• **Text block**:
The draft made public in March includes exceptions for several categories of immigrants, among them Cubans who apply for permanent residence through the Cuban Adjustment Act, Central Americans with Temporary Protected Status, Haitian refugees and others with refugee or asylum status.

Existing laws exempt refugees and other categories of immigrants, among them the majority of Cuban immigrants, from the “public charge” inadmissibility policy. Title V of the Refugee Education and Assistance law from 1980 gives Cubans and Haitians with legal status the right to receive some public benefits such as access to Medicaid and food coupons.

Several experts told el Nuevo Herald that the “public charge” rule cannot be applied to permanent residents who are applying for citizenship. The law stipulates that the rule applies only when someone is seeking admission into the United States or applies for an adjustment of status, such as permanent residence.

It’s not clear if NBCNews saw the same draft as The Washington Post.

Congress members from South Florida could not confirm the NBCNews report. Legislative aides to Cuban American Republicans in Congress said they had seen only a draft similar to what the Washington Post reported in March. They understood that Cubans and Haitians who receive refugee benefits would be exempt.

A Department of Homeland Security official declined to detail the proposed changes but said that “while the text of our immigration statutes generally requires that aliens not be a burden to the Federal taxpayers, these public benefit rules have been ignored for decades.

“Non-citizen public benefit usage is deeply unfair to U.S. taxpayers,” the official added. “Any large nation with generous welfare programs would run massive deficits if it allowed any non-citizen in the world to immigrate and obtain any type of federal welfare benefits.”

Florida is the state with the fourth highest number of families with at least one non-citizen member who receives at least one income-based public benefit from the federal government, such as food stamps, subsidized health care or Social Security benefits, according to an MPI report using updated figures from the U.S. Census.

About 832,600 Florida residents who are not citizens received some type of benefit based on their income, according to the MPI report. The report does not clarify how many of the recipients are permanent residents (green card holders), can access refugee benefits or have asylum.

The Trump administration, which has tightened immigration policies, has portrayed the proposed changes as popular with voters.

The DHS official said 73 percent of voters approve requiring all arrivals to be financially self-sufficient and not depend on public benefits. But that’s different from denying permanent residence and even citizenship to legal immigrants who make use of public benefits to which they are entitled under current laws.

“Many immigrants work hard to make ends meet, and at times they are forced to depend on public benefits. But that should not disqualify those people from fulfilling their American Dream,” said Ros-Lehtinen. “This policy would be a step in the wrong direction and send the message that the United States does not want new talents or workers.”

Most immigrants who receive public benefits are also workers. According to the MPI report, 63.3 percent of non-citizens aged 16 to 64 who received one or more public benefits in Florida were employed, compared to 50.3 percent of recipients born in the United States.

“What allegedly the administration is seeking to do is very troubling, because it simply wants to discriminate against immigrants who legally sought public assistance because they needed it and qualified for it,” said Miami Republican Rep. Carlos Curbelo. “I have no proof the administration is going to proceed with this proposal. I hope they don’t but if they do, I will fight it.”

Experts say that the proposal would likely be challenged in court.

“If the [final proposal] is similar to the draft we have seen [from March] it is likely that there would be legal challenges in court, because this is such a big departure from the standards that have applied until now to determine public charge,” said Greenberg. “There would likely be challenges saying that it is inconsistent with the intent of Congress.”

This story has been updated.

McClatchy reporter Franco Ordoñez contributed to this report from Washington.

• **Data for analysis**:
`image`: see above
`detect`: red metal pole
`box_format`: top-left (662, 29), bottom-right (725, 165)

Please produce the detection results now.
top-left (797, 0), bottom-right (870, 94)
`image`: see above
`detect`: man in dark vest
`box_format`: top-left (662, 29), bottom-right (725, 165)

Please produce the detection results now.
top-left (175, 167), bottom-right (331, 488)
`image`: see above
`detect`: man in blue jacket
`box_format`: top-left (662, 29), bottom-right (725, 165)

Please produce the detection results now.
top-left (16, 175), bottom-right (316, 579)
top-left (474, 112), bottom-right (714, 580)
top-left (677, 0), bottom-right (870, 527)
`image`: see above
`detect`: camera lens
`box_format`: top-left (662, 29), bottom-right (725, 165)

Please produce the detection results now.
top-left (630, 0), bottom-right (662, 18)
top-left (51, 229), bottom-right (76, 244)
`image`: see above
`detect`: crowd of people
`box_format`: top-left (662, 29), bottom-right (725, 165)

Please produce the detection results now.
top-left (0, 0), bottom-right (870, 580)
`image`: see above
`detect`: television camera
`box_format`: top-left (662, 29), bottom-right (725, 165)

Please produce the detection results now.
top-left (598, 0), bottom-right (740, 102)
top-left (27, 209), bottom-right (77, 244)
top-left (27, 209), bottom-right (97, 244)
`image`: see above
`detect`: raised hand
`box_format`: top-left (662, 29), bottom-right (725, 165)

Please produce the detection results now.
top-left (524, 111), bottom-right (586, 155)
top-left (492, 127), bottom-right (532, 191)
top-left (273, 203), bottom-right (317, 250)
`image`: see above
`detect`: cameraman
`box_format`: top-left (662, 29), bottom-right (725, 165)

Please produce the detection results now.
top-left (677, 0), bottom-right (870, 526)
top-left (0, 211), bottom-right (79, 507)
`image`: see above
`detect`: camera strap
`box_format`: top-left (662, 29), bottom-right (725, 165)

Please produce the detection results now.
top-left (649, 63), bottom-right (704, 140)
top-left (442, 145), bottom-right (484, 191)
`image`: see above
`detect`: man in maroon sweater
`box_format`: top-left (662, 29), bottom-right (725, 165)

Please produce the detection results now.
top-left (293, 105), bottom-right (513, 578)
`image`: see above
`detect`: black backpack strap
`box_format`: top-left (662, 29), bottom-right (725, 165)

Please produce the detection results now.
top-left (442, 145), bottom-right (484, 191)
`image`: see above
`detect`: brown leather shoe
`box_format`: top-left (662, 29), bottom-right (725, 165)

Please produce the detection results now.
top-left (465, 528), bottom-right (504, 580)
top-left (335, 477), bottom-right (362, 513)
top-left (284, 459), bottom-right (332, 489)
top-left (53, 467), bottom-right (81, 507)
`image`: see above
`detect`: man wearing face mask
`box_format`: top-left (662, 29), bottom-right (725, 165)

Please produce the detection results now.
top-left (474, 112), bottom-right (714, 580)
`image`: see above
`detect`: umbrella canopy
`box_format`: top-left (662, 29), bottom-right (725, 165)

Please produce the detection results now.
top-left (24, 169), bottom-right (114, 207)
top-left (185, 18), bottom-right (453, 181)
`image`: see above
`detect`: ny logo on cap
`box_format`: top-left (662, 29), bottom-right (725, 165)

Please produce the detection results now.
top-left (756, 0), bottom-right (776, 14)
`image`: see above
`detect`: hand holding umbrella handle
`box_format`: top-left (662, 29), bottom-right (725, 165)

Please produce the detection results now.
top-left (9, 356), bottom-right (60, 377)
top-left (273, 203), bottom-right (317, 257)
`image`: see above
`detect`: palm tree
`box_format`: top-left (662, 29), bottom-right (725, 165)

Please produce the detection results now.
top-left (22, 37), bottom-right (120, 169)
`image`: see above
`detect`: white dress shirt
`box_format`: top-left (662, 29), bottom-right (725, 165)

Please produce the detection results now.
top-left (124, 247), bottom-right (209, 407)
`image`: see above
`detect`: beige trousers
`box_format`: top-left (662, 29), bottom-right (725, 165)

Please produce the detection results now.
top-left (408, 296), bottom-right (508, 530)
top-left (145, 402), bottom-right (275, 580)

• **Activity**:
According to the MPI report cited in the article on the "public charge" rule, what share of non-citizens aged 16 to 64 in Florida who received one or more public benefits were employed?

• **Solution for this task**:
63.3 percent.